**Your objective:** Look for "list" in each line of the records, and copy the lines that have it.

Stored data entries
========

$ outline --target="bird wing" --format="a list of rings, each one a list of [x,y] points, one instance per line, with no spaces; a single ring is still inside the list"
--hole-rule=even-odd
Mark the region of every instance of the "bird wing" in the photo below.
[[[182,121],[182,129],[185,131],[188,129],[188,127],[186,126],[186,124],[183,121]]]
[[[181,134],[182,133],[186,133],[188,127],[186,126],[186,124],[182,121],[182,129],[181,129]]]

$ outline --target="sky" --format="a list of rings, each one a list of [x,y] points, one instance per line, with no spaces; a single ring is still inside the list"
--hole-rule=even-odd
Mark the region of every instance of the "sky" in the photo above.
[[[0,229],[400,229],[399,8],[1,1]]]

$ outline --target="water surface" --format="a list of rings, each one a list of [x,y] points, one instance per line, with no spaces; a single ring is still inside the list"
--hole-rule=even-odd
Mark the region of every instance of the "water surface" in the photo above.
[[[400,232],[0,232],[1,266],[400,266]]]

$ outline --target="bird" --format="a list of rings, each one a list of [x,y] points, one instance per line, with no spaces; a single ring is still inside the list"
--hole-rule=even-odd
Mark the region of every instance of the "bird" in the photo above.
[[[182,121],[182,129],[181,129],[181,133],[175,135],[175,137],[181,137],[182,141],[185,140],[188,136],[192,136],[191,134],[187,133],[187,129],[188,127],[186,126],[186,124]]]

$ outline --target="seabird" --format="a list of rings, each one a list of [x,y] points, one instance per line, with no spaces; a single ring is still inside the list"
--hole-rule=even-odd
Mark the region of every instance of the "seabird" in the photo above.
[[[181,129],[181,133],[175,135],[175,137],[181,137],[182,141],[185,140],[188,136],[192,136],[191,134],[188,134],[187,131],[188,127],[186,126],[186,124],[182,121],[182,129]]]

========

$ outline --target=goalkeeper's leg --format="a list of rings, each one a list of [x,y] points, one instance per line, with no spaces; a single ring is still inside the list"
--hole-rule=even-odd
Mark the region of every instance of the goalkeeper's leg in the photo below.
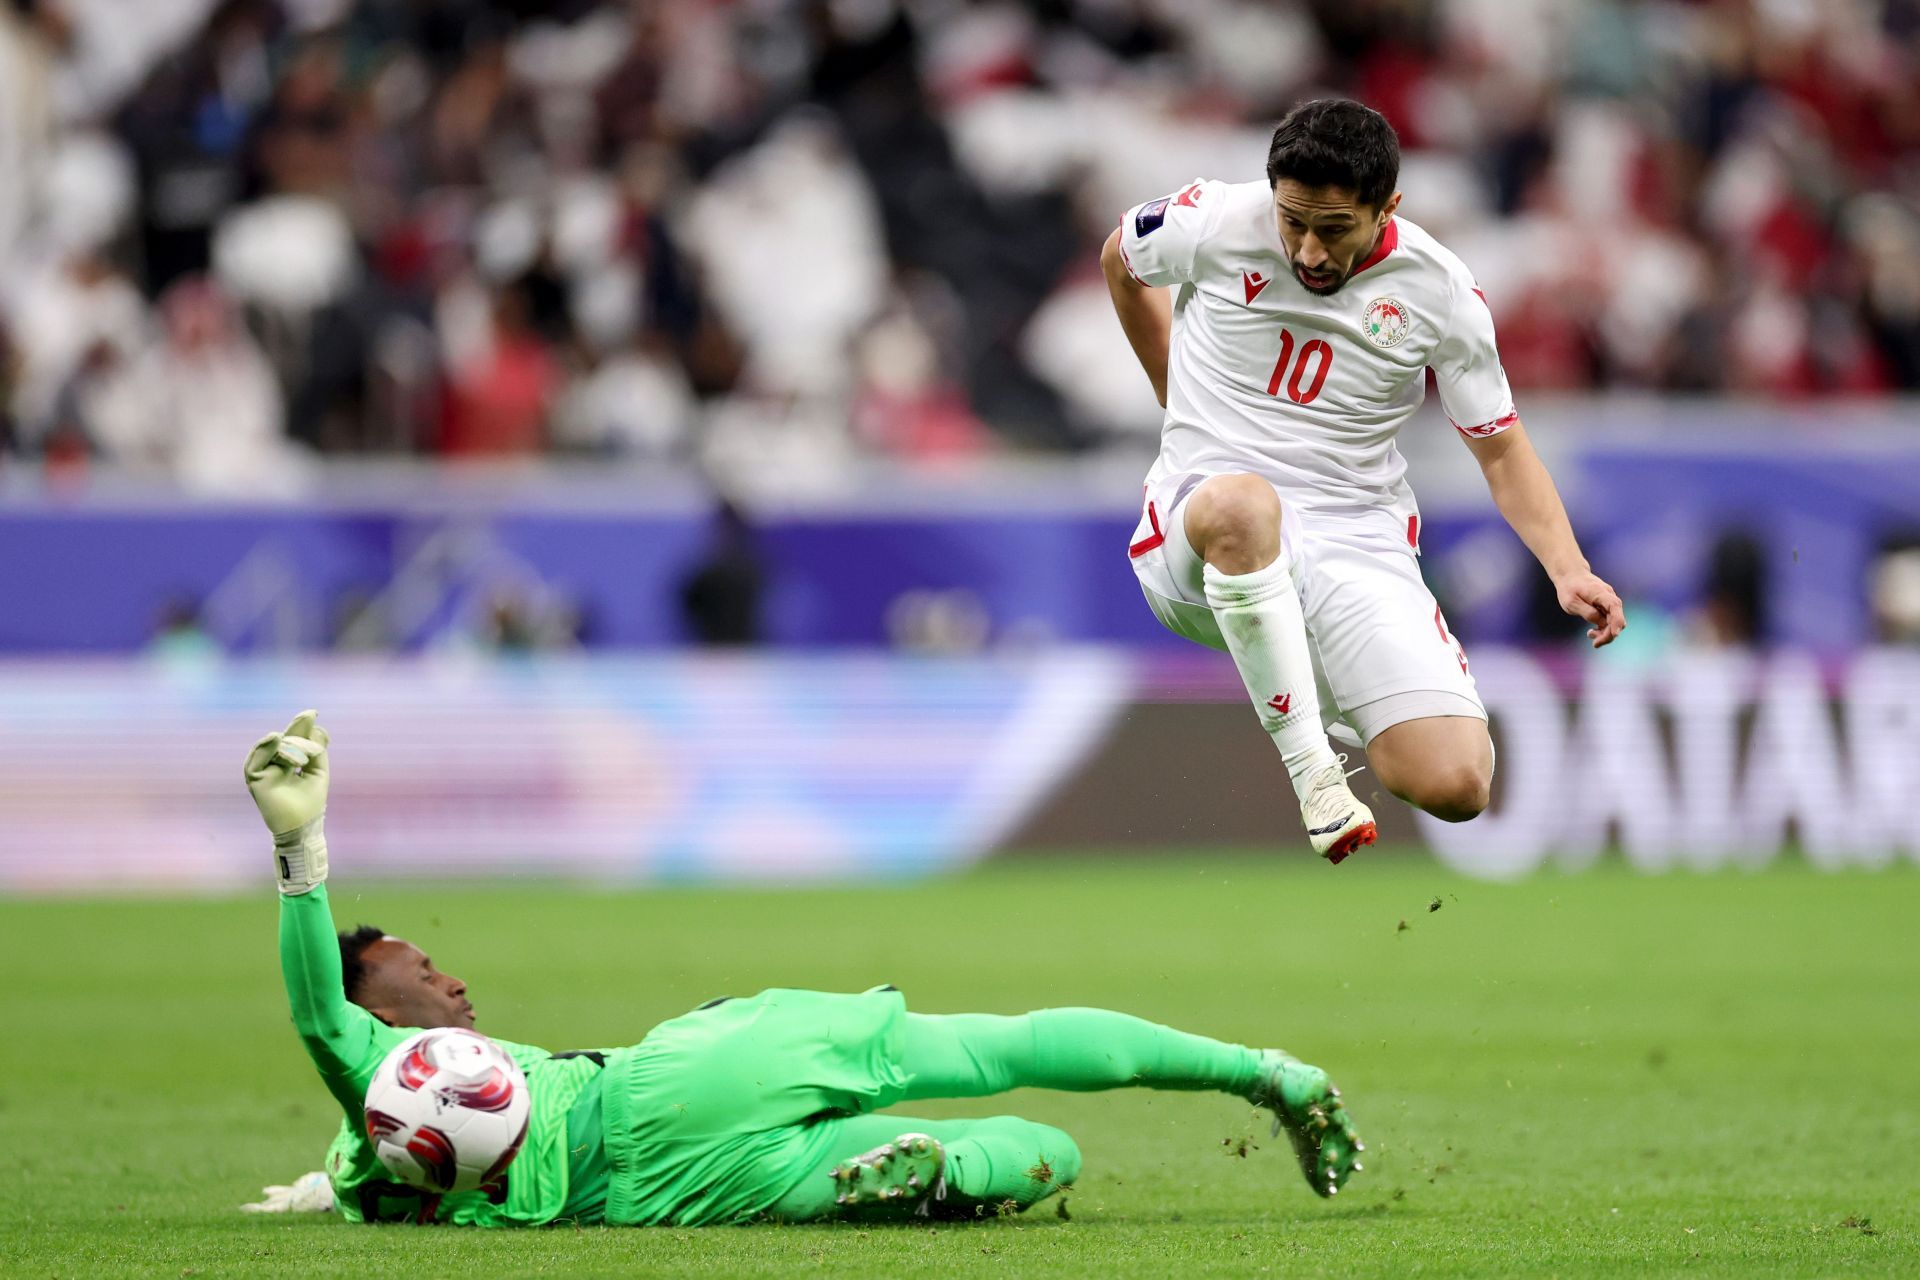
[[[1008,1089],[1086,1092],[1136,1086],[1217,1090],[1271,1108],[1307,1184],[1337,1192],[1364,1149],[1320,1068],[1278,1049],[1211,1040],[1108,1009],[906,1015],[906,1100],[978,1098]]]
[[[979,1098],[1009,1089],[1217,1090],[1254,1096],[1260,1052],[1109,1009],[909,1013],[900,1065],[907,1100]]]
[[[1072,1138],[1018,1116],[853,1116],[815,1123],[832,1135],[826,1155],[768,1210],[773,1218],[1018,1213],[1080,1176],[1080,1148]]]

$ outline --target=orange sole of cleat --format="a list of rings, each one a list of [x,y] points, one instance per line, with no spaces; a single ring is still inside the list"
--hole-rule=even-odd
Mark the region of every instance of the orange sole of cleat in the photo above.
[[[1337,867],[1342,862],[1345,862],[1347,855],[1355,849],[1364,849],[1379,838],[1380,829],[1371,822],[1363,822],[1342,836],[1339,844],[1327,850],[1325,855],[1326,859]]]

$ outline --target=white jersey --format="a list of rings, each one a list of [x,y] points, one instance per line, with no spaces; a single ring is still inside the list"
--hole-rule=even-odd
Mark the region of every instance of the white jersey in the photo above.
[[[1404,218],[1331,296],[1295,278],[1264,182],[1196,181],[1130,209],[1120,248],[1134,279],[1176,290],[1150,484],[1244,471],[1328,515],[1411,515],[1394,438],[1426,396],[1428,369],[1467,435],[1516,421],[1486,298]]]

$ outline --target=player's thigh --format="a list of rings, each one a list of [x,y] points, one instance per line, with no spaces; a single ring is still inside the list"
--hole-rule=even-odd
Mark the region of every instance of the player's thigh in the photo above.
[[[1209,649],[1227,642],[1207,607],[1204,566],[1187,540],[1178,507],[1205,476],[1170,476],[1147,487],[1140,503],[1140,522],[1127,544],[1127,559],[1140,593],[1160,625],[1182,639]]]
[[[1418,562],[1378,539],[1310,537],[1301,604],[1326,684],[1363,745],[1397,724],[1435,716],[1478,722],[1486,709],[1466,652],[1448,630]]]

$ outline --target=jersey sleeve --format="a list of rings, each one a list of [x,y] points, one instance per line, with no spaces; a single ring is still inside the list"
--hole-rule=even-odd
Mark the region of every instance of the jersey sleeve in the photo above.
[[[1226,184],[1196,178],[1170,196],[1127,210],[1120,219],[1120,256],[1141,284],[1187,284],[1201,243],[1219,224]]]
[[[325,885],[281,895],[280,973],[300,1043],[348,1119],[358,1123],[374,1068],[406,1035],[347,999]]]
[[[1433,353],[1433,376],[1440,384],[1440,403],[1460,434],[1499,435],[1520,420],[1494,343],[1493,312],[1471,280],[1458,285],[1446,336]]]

========

**Reply:**
$ outline --target="bird wing" --format="a list of rings, each one a list of [x,y] points, one instance per line, with no spaces; a single ring is still inside the list"
$ outline --target="sky" --format="a list of rings, each one a list of [x,y] points, one instance per line, with no spaces; a single ring is still inside the list"
$ outline --target="water surface" --format="a list of rings, each one a list of [x,y] points, one instance per line, with no spaces; a single ring is still inside the list"
$ outline --target="bird" --format="a list of rings, each one a list of [x,y] points, one instance per line, with no spaces; a single ring is still inside the list"
$ outline --target="seabird" --format="a list of rings, each one a list of [x,y] points, one instance per line, with no spaces; a single ring is still inside the list"
$ outline --target=goalkeeper's leg --format="a list of rings, each one a list of [x,y] points, one instance per line, with no spaces; a single ring is still inside the list"
$ outline --target=orange sole of cleat --format="a list of rings, each one a list of [x,y] points, one instance per line, with no spaces; a single ring is still inside the list"
$ outline --target=white jersey --format="a list of rings, each one a list of [x,y] points, one instance per line, with no spaces; a single ring is still inside the list"
$ outline --target=player's thigh --format="a list of rings, each one a list of [x,y] points, one instance per line, with no spaces; a single ring is still inside the list"
$ outline --target=jersey sleeve --format="a list of rings, each one a list of [x,y] points, one instance per line, with no spaces; a single ring is still inside the list"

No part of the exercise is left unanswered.